▶ _Given request_
Revise everything from the line containing "segment: thick green leaf" down to the line containing "18 145 L 21" by putting "broad" in place of "thick" and keeping all else the same. Write out only those lines, without the pictures.

Shape labeling records:
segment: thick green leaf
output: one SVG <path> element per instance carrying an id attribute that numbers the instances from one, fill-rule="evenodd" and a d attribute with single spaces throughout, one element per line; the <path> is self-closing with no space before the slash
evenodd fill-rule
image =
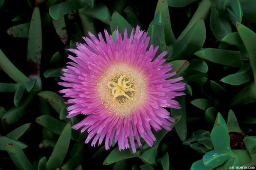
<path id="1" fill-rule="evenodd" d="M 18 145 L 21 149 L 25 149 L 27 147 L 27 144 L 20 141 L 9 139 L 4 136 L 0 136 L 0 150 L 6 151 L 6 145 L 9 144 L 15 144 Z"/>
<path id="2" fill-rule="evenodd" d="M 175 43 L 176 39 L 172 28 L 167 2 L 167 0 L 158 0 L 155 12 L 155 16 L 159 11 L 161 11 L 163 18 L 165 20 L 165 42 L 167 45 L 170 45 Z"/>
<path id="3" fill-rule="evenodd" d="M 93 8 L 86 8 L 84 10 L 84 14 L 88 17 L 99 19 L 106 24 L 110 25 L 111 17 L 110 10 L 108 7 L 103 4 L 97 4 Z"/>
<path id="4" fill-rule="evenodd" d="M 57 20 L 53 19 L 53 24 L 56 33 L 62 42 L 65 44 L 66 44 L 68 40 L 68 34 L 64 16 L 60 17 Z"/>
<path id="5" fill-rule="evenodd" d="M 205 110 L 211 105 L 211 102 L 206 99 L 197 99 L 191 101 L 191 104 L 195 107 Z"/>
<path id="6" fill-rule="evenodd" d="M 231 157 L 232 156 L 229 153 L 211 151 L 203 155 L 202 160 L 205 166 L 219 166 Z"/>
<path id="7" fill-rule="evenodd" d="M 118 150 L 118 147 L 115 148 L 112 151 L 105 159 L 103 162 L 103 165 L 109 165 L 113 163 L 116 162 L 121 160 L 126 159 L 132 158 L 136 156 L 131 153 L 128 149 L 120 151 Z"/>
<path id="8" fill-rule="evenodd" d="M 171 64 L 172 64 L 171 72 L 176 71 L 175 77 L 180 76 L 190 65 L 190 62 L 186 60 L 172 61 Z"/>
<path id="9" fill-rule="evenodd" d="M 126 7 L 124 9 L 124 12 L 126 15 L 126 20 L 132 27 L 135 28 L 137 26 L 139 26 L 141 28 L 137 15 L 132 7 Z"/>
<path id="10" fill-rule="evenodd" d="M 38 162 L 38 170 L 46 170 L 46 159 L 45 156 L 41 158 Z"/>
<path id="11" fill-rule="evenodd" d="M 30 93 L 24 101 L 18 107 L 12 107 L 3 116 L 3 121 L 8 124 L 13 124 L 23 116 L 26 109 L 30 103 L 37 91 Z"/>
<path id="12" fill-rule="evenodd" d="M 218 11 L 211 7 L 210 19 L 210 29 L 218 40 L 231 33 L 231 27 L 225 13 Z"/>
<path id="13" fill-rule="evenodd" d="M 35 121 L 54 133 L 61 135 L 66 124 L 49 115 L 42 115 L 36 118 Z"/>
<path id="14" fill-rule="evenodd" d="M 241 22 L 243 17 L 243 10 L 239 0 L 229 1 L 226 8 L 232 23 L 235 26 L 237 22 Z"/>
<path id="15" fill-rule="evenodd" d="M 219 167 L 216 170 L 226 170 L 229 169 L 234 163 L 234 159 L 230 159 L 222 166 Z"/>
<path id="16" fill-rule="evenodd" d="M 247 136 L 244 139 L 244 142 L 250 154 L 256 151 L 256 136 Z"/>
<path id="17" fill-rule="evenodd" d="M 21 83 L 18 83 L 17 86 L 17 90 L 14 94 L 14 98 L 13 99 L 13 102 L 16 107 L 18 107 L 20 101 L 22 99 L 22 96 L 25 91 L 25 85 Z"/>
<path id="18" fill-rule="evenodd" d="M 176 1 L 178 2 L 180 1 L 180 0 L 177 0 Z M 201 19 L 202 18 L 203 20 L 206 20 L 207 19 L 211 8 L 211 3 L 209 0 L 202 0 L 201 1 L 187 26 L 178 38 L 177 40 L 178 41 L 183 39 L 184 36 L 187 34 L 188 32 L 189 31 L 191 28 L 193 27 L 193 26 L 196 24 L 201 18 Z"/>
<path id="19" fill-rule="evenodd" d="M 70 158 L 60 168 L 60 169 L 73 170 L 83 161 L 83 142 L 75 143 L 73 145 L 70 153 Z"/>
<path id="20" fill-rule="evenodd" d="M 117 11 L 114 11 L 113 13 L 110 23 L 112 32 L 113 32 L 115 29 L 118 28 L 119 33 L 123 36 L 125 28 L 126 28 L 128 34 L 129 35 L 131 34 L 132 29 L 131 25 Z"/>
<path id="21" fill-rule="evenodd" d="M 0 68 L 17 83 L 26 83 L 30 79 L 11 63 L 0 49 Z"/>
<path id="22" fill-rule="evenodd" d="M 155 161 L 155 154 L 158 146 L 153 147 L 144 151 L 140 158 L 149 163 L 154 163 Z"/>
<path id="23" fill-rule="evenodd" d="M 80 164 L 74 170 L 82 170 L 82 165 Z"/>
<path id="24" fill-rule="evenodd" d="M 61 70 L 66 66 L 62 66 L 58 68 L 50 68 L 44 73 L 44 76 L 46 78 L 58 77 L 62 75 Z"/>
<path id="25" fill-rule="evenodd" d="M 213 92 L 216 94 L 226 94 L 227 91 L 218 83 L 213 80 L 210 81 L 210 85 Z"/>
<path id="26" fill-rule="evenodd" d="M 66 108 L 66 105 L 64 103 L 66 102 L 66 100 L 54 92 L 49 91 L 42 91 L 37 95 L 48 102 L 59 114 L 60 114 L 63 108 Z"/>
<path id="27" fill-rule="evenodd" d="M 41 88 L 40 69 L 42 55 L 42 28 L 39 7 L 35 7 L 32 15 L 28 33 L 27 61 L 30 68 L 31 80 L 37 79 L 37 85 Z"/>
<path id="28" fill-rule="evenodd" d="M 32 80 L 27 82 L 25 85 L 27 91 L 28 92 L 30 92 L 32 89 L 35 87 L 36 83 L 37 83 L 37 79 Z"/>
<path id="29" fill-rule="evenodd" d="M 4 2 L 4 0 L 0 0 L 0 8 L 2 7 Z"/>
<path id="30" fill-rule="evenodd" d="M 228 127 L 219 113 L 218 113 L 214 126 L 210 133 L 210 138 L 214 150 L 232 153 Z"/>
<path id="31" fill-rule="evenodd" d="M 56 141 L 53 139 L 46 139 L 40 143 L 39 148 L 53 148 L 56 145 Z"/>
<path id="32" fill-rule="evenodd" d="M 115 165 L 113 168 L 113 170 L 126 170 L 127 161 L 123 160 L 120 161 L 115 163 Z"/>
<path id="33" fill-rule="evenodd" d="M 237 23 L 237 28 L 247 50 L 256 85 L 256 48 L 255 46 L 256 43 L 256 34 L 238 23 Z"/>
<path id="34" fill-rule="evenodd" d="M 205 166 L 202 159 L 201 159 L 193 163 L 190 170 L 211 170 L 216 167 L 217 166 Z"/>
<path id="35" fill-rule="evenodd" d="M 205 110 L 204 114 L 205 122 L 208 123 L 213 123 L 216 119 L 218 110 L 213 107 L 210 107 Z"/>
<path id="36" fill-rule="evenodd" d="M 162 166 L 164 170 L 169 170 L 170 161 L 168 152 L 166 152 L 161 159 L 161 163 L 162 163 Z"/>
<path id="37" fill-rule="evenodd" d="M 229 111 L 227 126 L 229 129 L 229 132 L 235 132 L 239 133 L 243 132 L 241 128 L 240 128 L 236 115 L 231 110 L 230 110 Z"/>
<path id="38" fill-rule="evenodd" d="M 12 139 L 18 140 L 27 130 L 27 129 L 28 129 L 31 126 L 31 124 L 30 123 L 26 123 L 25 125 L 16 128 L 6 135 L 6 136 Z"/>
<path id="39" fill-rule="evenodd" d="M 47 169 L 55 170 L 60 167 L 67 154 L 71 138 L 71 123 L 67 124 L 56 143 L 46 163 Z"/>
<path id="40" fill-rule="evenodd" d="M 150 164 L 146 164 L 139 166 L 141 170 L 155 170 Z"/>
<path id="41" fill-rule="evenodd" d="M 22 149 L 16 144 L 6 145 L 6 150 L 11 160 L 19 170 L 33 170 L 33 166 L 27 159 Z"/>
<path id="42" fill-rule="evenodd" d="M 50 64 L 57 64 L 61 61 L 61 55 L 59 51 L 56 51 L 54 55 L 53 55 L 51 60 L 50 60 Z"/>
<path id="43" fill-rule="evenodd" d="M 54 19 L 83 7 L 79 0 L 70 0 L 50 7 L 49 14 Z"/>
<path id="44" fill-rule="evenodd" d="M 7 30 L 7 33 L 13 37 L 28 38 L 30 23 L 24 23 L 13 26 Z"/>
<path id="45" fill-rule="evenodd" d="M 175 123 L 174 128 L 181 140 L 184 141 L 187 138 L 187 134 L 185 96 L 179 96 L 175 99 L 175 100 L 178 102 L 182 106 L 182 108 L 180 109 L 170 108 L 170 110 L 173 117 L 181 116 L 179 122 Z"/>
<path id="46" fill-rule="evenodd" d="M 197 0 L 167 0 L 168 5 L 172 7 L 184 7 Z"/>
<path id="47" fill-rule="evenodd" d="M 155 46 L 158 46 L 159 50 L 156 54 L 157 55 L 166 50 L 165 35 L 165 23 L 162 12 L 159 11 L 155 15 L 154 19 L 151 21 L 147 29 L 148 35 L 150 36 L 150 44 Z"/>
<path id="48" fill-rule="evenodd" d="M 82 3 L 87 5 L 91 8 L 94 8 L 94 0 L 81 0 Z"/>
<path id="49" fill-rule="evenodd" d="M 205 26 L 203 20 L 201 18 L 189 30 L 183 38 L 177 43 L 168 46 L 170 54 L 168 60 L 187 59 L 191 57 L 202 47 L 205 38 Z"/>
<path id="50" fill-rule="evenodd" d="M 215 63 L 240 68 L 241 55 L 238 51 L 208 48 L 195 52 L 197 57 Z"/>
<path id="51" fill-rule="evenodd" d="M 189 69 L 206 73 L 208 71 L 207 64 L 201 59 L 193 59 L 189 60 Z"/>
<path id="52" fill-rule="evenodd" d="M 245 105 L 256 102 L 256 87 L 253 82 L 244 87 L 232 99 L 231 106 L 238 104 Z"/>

==

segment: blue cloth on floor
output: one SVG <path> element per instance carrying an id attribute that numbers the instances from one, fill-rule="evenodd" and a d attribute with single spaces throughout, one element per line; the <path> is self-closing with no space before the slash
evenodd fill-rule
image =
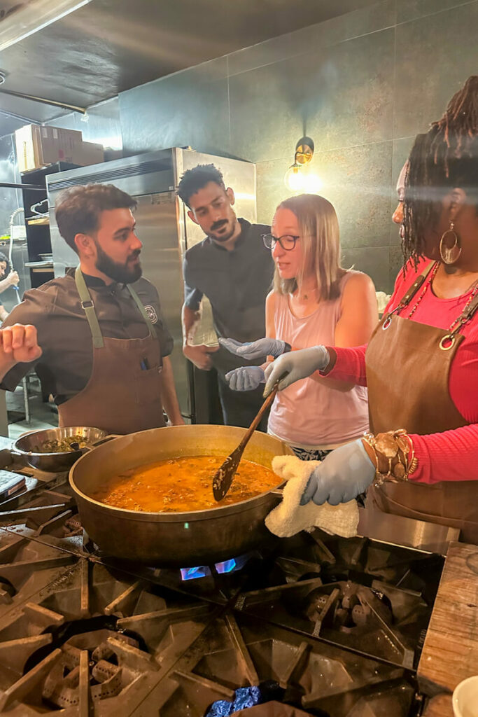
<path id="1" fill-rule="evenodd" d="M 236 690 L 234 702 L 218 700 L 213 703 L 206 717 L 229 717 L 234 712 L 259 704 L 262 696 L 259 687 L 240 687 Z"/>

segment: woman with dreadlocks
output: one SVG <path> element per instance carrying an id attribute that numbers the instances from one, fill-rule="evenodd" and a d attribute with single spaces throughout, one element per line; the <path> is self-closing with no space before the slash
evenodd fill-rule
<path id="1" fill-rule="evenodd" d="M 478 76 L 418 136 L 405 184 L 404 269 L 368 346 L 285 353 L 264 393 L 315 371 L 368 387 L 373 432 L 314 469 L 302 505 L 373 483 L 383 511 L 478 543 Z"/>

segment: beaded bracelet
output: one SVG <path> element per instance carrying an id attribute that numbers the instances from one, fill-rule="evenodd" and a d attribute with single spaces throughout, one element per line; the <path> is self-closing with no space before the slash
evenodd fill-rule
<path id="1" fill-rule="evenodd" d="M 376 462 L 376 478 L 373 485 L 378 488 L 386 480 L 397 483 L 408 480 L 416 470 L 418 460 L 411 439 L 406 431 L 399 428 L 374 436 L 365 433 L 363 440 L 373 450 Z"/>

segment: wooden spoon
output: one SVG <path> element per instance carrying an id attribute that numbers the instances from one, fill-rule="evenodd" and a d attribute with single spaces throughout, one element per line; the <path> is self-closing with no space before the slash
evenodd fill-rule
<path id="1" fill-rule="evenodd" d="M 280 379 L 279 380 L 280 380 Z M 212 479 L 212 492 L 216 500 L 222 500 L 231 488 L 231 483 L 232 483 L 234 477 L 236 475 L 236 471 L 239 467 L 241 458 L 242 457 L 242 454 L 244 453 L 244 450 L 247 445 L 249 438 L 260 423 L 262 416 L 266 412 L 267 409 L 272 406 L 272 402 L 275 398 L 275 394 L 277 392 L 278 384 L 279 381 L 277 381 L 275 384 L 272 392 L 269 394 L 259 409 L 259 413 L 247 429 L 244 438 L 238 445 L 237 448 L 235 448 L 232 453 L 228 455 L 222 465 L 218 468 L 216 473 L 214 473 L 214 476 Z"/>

▶ _Solution for this exercise_
segment: broad green leaf
output: one SVG <path> element per instance carrying an id attribute that numbers the instances from one, fill-rule="evenodd" and a d attribute with single spaces throughout, one element per line; the <path> is self-closing with no space before the slash
evenodd fill-rule
image =
<path id="1" fill-rule="evenodd" d="M 18 145 L 21 149 L 25 149 L 27 147 L 27 144 L 20 141 L 9 139 L 4 136 L 0 136 L 0 150 L 6 151 L 6 145 L 9 144 L 15 144 Z"/>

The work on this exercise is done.